Questions to answer:
1) From the passage on the earliest portrayal of Bellona, list each feature that Poplacean says the cup gives the deity.
2) Continue the passage on the earliest portrayal of Bellona from its final sentence.

Source document:
The earliest known artistic portrayal of the deity appears upon this cup: It depicts the deity—according to the archaeologist Meghan Poplacean—with a long neck, a "calm" and "demure" expression, hair tied atop her head, and several curls of hair. This portrayal is slightly unusual; in later art, Bellona is almost exclusively depicted with armor, and she largely lacks the unkempt appearance found on this cup. The lines in her hair have been interpreted as representations of snakes, which could indicate early associations between Bellona and the Furies, with whom the goddess was frequently associated in later Imperial art. It is perhaps possible that this design was influenced by the Greek divinity Enyo, with whom Bellona was equated. Poplacean, however, argues that—on this cup—the design of Bellona is unremarkable, and her traits are typical of other 4th-century BCE artistic portrayals of Italian goddesses. According to Poplacean, since such lines appear on numerous other contemporary Italian artworks, it is more likely that they serve as a generic symbol for hair curls rather than any unique characteristic particular to Bellona.

Entries supplied:
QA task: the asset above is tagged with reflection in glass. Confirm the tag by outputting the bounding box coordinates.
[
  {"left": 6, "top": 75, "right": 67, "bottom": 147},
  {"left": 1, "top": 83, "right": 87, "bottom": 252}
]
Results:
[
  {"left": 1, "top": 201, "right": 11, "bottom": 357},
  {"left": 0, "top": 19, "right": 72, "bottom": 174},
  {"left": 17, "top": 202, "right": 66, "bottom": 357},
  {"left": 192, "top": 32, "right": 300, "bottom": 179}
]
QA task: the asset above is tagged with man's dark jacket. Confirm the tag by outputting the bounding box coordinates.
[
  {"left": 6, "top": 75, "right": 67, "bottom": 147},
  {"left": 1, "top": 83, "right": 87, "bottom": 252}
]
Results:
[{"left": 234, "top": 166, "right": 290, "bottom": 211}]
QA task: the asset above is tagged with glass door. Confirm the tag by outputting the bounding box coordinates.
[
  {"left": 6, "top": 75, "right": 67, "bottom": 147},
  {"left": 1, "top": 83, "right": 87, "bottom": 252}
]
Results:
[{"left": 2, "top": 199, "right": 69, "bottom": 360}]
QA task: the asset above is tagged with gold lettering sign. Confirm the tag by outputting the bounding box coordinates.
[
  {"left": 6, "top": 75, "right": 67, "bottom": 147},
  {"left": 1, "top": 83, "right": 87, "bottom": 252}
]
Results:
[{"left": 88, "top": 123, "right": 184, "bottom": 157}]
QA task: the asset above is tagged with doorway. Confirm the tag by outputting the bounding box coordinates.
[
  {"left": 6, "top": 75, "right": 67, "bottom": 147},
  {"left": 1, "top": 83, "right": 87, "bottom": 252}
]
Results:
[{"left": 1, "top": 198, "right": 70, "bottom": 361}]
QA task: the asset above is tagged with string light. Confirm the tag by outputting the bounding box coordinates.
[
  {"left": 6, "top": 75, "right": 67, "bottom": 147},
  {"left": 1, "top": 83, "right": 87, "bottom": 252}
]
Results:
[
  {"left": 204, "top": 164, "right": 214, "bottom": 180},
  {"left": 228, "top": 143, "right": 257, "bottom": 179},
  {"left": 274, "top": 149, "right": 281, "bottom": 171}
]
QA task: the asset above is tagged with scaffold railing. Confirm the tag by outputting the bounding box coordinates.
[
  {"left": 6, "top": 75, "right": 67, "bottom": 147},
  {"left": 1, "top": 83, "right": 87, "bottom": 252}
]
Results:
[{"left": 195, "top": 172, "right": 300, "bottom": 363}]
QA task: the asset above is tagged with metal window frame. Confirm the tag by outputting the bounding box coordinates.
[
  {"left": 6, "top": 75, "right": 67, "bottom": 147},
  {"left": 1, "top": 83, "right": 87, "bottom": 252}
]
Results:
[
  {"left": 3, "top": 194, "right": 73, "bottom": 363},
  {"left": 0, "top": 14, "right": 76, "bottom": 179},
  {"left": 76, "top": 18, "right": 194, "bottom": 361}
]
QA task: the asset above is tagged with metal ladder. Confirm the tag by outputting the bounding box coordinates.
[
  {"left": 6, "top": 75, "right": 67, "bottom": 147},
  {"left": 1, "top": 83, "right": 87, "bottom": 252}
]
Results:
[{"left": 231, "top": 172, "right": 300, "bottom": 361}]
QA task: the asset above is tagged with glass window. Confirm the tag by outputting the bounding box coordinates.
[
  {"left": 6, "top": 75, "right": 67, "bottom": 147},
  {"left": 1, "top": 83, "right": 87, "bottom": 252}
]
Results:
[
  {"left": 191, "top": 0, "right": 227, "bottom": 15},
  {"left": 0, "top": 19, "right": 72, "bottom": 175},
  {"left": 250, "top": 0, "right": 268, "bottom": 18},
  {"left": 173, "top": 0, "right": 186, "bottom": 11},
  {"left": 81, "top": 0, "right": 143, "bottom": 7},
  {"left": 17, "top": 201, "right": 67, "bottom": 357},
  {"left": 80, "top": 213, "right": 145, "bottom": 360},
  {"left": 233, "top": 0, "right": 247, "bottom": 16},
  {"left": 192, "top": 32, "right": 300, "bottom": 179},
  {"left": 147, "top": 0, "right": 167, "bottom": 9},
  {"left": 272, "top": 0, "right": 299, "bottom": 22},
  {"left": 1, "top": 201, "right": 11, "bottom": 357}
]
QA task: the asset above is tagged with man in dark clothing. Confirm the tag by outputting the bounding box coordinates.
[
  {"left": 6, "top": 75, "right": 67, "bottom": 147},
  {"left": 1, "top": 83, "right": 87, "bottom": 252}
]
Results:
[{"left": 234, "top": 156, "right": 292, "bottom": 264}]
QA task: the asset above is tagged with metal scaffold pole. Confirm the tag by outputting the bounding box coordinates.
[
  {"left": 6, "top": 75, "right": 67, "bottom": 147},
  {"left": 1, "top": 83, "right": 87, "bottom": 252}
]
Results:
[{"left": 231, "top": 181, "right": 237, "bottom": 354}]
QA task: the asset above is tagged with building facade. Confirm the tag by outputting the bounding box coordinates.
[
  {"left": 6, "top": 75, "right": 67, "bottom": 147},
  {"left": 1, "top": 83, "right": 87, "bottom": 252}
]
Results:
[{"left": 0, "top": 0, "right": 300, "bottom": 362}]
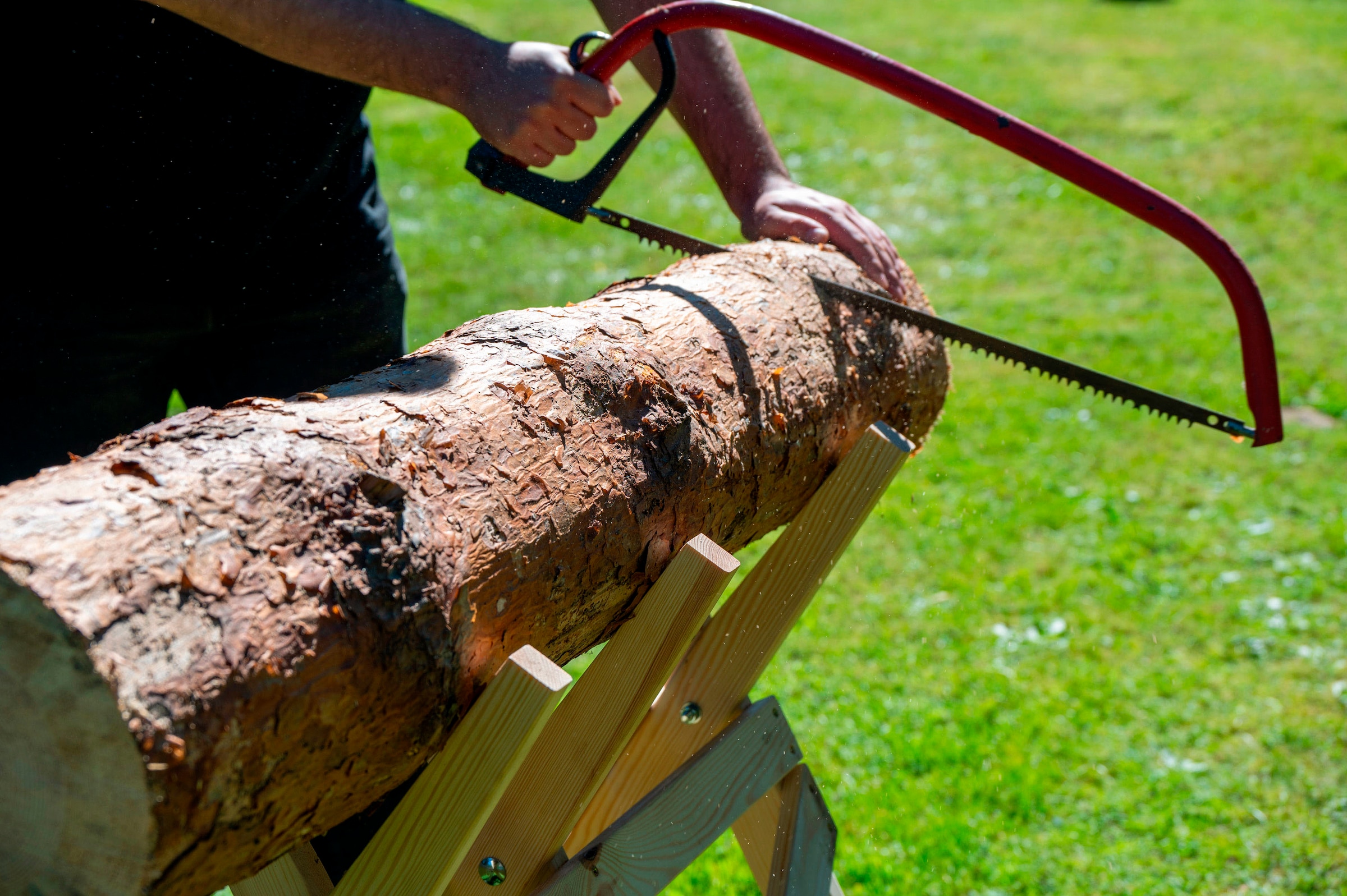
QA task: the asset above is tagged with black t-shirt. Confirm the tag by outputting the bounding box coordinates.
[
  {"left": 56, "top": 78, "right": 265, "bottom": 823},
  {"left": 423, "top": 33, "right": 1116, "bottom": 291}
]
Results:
[{"left": 21, "top": 0, "right": 400, "bottom": 318}]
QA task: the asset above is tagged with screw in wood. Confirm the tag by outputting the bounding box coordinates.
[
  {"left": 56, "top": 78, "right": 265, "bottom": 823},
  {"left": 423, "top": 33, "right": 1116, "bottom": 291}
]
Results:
[{"left": 477, "top": 856, "right": 505, "bottom": 886}]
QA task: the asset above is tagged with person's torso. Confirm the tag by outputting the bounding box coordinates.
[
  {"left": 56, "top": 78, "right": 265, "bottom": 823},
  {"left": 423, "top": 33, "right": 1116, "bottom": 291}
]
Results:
[{"left": 20, "top": 0, "right": 388, "bottom": 276}]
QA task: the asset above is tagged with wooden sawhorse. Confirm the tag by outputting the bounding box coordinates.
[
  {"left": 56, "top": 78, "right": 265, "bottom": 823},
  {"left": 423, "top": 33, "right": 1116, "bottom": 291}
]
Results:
[{"left": 233, "top": 423, "right": 913, "bottom": 896}]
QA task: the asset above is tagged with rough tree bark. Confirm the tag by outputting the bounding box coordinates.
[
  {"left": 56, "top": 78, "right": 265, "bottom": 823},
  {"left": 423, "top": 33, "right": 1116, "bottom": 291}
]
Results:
[{"left": 0, "top": 242, "right": 949, "bottom": 896}]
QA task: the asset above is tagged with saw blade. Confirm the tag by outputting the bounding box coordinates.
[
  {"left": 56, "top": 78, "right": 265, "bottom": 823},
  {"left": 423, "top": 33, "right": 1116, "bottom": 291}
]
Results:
[
  {"left": 812, "top": 278, "right": 1256, "bottom": 438},
  {"left": 585, "top": 206, "right": 725, "bottom": 255}
]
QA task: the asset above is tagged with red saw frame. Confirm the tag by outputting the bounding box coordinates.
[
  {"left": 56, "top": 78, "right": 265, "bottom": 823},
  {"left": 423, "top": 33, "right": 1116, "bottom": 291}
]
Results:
[{"left": 580, "top": 0, "right": 1282, "bottom": 447}]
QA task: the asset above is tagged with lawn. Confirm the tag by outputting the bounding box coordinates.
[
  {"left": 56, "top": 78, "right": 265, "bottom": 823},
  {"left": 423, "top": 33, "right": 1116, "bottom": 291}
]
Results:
[{"left": 218, "top": 0, "right": 1347, "bottom": 896}]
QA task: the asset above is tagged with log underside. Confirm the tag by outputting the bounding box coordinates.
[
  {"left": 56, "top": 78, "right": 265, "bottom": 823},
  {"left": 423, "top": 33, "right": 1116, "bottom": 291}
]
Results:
[{"left": 0, "top": 242, "right": 949, "bottom": 896}]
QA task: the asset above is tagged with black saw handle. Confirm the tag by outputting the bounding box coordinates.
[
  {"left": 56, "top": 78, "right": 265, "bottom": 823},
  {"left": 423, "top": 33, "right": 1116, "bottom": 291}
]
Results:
[{"left": 468, "top": 31, "right": 677, "bottom": 221}]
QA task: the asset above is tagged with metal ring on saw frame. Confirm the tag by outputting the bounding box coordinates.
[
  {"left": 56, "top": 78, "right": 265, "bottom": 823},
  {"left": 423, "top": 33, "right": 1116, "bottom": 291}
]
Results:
[
  {"left": 566, "top": 31, "right": 613, "bottom": 71},
  {"left": 582, "top": 0, "right": 1282, "bottom": 446}
]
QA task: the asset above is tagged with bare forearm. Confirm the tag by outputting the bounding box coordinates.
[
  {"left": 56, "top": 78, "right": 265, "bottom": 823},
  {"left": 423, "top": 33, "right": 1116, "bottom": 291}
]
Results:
[
  {"left": 594, "top": 0, "right": 789, "bottom": 219},
  {"left": 140, "top": 0, "right": 504, "bottom": 111}
]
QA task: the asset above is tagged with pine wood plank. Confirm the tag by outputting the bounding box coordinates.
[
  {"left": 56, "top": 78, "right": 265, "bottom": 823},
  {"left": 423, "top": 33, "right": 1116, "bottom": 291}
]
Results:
[
  {"left": 535, "top": 697, "right": 800, "bottom": 896},
  {"left": 760, "top": 764, "right": 838, "bottom": 896},
  {"left": 334, "top": 647, "right": 571, "bottom": 896},
  {"left": 566, "top": 423, "right": 913, "bottom": 854},
  {"left": 229, "top": 843, "right": 333, "bottom": 896},
  {"left": 734, "top": 782, "right": 846, "bottom": 896},
  {"left": 446, "top": 535, "right": 740, "bottom": 896}
]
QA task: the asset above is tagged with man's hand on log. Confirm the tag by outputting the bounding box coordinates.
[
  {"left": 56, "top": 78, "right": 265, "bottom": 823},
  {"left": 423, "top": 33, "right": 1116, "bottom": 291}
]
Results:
[
  {"left": 462, "top": 40, "right": 622, "bottom": 166},
  {"left": 741, "top": 175, "right": 902, "bottom": 295}
]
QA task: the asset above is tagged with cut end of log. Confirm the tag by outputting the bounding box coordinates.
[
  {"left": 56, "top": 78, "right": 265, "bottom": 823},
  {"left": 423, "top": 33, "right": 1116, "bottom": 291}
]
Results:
[
  {"left": 0, "top": 241, "right": 950, "bottom": 896},
  {"left": 0, "top": 570, "right": 154, "bottom": 896}
]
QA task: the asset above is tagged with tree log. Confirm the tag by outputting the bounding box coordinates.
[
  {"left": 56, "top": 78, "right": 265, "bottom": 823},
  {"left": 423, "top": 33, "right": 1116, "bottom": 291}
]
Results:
[{"left": 0, "top": 242, "right": 949, "bottom": 896}]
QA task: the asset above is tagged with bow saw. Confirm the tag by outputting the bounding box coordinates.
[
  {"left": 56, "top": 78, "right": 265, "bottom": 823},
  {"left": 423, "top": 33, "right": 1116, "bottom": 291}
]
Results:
[{"left": 468, "top": 0, "right": 1282, "bottom": 447}]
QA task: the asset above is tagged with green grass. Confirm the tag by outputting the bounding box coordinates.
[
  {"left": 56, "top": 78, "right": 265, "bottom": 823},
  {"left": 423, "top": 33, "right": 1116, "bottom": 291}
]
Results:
[{"left": 218, "top": 0, "right": 1347, "bottom": 896}]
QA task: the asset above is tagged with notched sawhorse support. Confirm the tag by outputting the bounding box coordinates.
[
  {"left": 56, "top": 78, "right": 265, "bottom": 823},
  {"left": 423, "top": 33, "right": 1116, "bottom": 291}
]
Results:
[
  {"left": 235, "top": 423, "right": 913, "bottom": 896},
  {"left": 533, "top": 697, "right": 836, "bottom": 896}
]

Answers to this exercise:
1)
- a long neck
- a "calm" and "demure" expression
- hair tied atop her head
- several curls of hair

2)
=== Association with war ===
Bellona is largely characterized as an embodiment of the carnage and brutality of war. She was identified with Nerio, the consort of the war god Mars, and later with the Greek war goddess Enyo. In the Punica of Silius Italicus, a 1st-century CE Roman author, Bellona is depicted as holding the reins of the chariot of Mars, an image possibly influenced by the role of Enyo as the charioteer of Ares. The 1st-century BCE poet Virgil, in his Aeneid, mentions Bellona as part of an ekphrasis describing the shield of Aeneas: She is—within this passage—mentioned alongside the goddess Discordia. This section of the Aeneid may parallel another verse from Iliad, in which the shield of Achilles is also—in an ekphrasis—associated with chaotic goddesses such as Ker and Eris. However, according to the classicist John Serrati, it is possible that Bellona was not viewed as a wholly negative entity, as—in the prologue to his play Amphitryon—the 3rd-century BCE playwright Plautus lists Bellona alongside Neptune, Virtus, Victoria, and Mars, all of whom were deities with positive connotations. Moreover, Serrati suggests that the Romans did not necessarily view war—and therefore Bellona—as exclusively odious: The word bellum ("war") itself is possibly related to the description of warfare as "bella acta" ("valorous deeds").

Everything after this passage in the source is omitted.